§ Aim: Format these records as a two-column CSV with the columns "prompt" and "boxes", one row per request, and give the request text and its answer as one quoted field each, with line breaks replaced by spaces.

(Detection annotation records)
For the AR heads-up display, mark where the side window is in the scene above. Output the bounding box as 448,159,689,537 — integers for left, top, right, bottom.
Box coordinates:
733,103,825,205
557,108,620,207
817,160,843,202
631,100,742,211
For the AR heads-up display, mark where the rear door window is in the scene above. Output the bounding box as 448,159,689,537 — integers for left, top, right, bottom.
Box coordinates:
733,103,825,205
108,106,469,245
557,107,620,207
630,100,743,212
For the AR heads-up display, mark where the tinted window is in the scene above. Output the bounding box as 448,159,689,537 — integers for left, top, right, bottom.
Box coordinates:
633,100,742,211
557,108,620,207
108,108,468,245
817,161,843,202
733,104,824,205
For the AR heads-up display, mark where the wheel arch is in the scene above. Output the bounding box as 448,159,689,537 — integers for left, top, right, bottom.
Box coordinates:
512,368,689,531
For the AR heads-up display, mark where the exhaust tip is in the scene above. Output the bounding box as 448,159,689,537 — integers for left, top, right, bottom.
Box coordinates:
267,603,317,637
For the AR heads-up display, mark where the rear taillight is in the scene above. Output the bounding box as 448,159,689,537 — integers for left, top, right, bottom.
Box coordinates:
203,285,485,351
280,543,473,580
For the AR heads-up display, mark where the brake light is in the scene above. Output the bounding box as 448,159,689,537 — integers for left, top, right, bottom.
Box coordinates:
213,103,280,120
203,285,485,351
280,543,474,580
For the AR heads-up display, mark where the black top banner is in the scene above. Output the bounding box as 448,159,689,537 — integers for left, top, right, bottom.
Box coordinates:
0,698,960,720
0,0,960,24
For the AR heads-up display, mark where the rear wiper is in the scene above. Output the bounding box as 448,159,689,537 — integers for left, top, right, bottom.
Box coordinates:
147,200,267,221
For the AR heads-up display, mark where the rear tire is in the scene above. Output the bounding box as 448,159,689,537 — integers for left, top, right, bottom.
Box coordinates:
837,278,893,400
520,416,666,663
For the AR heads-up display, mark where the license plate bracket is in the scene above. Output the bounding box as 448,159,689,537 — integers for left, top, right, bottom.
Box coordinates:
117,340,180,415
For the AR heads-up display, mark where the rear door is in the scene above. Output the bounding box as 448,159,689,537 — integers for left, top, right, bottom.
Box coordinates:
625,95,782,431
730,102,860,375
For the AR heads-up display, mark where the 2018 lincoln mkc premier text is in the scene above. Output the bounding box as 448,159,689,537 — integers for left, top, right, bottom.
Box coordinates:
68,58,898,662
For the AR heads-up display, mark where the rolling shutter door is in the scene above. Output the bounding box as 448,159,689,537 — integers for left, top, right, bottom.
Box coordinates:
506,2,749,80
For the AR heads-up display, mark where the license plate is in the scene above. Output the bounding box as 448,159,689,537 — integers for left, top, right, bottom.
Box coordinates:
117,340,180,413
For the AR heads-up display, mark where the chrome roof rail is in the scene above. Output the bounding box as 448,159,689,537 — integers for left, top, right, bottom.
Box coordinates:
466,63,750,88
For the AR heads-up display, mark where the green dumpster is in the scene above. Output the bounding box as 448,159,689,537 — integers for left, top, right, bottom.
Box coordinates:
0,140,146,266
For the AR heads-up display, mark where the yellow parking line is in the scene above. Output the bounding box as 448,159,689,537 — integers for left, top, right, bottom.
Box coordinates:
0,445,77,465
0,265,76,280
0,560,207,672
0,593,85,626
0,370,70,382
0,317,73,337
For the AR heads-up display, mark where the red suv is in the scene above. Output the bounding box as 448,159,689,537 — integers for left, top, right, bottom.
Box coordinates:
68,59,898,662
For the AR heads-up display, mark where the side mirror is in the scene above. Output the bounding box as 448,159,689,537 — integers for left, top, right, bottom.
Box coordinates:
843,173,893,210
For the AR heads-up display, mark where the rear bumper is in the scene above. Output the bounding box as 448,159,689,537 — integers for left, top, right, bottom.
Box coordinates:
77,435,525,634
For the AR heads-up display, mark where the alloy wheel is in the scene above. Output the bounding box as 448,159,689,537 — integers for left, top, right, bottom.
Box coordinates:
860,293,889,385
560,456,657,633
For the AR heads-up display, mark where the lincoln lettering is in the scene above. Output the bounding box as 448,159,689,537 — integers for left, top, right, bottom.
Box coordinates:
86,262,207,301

§ Written answer:
prompt,boxes
"For the AR heads-up display, mark where the side window is in the scene above. Output the bounding box as 448,159,689,537 — integers for left, top, right, bottom. Box coordinates:","733,103,825,205 557,108,620,207 817,160,843,202 631,100,742,211"
"For the AR heads-up display, mark where the rear door window is in the scene above. Output the bounding box as 448,159,689,537 — integers for left, top, right, bottom. Box coordinates:","733,103,825,205 108,106,469,245 557,107,620,207 630,100,743,212"
"For the AR heads-up display, mark where the tinted window is in the scene above. Output the bounding box as 448,159,689,537 — integers for left, top, right, bottom. Box coordinates:","633,100,742,211 557,108,620,207 108,108,468,245 817,161,843,202 733,104,824,205"
"For the AR heads-up display, mark where the wheel arch is in the scene above. Output the bounding box as 448,159,689,537 — integers for left, top, right, bottom. Box coordinates:","512,368,689,531"
"For the AR heads-up display, mark where the exhaust tip is in the scene above. Output the bounding box as 448,159,689,537 — integers for left, top, right, bottom. Box coordinates:","267,603,317,637"
"For the AR heads-up display, mark where the rear taillight is in the scene above. Output the bounding box as 448,159,689,537 — integers for left, top, right, bottom. Box coordinates:","203,285,485,351 280,543,473,580"
"For the AR heads-up display, mark where the brake light is in the scene above. Output the bounding box as 448,159,689,537 — integers for left, top, right, bottom. Box coordinates:","213,103,280,120 203,285,485,351 280,543,474,580"
"For the AR heads-up display, mark where the black top banner is in the scene above. Output the bounding box as 448,159,689,537 — integers for left, top, right, bottom. Box coordinates:","0,698,960,720 0,0,960,24"
"For the AR heads-up display, mark where the rear wiper is in the scene above. Output the bounding box as 448,159,689,537 — integers for left, top, right, bottom. Box coordinates:","147,200,267,221"
"For the AR heads-up display, mark where the rear tire is in the scene above. Output the bounding box as 448,159,689,537 — integers for left, top, right, bottom. Box coordinates:","837,278,893,400 520,416,666,663"
"For the AR heads-up display, mark where the license plate bracket is in the scene above. Output the bounding box as 448,159,689,537 — integers for left, top, right, bottom. Box coordinates:","117,340,180,415"
"For the AR heads-up display, mark where the rear door is in the scene above. Output the bounding box as 448,159,689,537 — integers for left, top, right, bottom. Box coordinates:","625,95,782,431 730,102,860,375"
"For the AR heads-up display, mark where the 2018 lincoln mkc premier text is in the scene above. Output the bounding box as 448,159,689,537 — integers for left, top, right, bottom. Box coordinates:","68,58,898,662"
"For the AR heads-up display, mark where the rolling shutter door is in the scene above. Output the bounding box as 448,159,689,537 — integers for left, top, right, bottom. Box coordinates:","506,2,749,80"
"For the AR heads-up display, mark where the license plate is in the scene above. Output the bounding box as 448,159,689,537 — integers for left, top, right, bottom. Box coordinates:","117,340,180,413"
"For the AR heads-up display, mark where the chrome roof rail is in the scene above. Output the bounding box as 448,159,689,537 — integers for left, top, right, bottom. Box coordinates:","466,63,750,88"
"For the AR heads-up display, mark where the green dumpster is in the scene above. Output the bounding box as 448,159,689,537 — integers for left, top, right, bottom. Box coordinates:","0,140,146,266"
"For the AR heads-up display, mark where the yellow parking line is in the scene above. Output the bounding box as 448,159,689,537 — integers for left, top, right, bottom. Box coordinates:","0,445,77,465 0,265,76,280 0,560,207,672 0,593,85,626 0,370,70,382 0,317,73,337"
"For the AR heads-up display, mark where the red suv is in the scene above. Output the bounding box as 448,159,689,537 — integers for left, top, right, bottom. Box coordinates:","68,59,898,662"
"For the AR heads-up display, mark where the side mirror is in the scene above. Output the bounding box as 448,159,689,537 — integers for left, top, right, bottom. Box coordinates:","843,173,893,210"
"For the AR heads-up display, mark where the rear bumper is in the scene above. Output the bounding box as 448,159,689,537 — integers for left, top, right, bottom. Box coordinates:","77,435,525,634"
"For the AR heads-up display, mark where the alloy wheel is in the scene above. Output the bounding box as 448,159,689,537 — integers for left, top, right, bottom. Box coordinates:","860,293,889,385 560,456,657,633"
"For the AR heads-up display, mark where the lincoln lettering is in the scene above. Output the bounding box as 448,159,689,537 — integers for left, top, right, bottom. Box coordinates:","86,262,207,301"